_Your goal_. Using the material below, count the lines that contain the word "white" and report the number only.

+++ Listed entries +++

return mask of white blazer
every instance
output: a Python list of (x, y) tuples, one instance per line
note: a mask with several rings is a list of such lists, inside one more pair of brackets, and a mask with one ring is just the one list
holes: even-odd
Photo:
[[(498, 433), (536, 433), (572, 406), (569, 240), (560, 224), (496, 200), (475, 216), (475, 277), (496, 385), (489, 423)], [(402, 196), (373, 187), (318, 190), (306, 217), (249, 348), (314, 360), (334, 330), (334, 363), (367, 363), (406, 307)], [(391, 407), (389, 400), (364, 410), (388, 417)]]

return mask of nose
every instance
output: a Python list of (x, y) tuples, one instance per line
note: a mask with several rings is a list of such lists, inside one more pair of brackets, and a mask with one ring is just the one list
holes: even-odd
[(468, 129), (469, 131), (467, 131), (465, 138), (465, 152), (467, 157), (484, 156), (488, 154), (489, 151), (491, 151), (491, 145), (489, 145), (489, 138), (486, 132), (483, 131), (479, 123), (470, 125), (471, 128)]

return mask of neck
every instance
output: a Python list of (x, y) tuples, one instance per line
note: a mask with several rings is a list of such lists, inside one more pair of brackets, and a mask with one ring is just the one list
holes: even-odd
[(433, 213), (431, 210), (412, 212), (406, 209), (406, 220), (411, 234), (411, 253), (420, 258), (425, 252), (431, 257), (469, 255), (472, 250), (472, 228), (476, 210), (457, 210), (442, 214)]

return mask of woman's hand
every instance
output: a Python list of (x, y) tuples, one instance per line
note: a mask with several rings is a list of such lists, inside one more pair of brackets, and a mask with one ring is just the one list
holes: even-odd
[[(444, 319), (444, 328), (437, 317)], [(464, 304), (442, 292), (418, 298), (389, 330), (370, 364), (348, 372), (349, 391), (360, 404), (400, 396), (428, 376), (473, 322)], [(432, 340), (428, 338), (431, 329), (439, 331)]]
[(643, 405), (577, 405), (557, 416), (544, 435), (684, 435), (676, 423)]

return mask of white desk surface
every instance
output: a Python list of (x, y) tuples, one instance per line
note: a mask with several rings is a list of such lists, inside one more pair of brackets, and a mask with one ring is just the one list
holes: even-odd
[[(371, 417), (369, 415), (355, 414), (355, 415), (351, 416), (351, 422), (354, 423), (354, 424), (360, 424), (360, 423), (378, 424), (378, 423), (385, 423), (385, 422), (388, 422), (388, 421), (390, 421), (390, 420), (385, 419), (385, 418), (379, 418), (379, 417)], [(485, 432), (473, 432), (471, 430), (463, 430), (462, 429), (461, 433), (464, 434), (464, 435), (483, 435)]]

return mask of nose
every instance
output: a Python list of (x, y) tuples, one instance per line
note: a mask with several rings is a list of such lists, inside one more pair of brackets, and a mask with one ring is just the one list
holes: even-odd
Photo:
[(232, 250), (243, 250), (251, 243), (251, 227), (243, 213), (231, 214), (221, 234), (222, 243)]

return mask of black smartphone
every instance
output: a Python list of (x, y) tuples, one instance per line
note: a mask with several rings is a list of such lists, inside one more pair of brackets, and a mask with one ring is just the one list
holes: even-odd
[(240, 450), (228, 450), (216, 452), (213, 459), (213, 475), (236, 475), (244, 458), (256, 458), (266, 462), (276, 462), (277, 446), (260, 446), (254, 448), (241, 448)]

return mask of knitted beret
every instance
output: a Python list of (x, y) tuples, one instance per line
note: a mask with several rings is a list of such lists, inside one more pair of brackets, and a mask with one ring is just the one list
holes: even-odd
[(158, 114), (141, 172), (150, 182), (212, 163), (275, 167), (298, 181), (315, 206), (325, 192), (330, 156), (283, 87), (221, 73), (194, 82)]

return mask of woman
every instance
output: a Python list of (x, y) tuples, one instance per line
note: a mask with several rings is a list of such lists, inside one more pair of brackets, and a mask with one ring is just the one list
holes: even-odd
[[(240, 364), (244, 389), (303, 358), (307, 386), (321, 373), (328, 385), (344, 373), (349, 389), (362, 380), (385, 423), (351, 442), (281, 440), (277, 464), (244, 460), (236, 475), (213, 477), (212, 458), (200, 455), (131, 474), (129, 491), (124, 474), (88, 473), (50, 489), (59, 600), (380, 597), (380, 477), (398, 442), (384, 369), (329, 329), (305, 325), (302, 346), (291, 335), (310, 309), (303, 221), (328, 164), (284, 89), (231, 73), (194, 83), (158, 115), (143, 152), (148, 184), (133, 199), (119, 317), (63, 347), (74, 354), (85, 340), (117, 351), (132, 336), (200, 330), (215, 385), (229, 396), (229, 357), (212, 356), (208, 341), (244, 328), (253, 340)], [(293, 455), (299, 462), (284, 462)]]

+++

_Result_. 2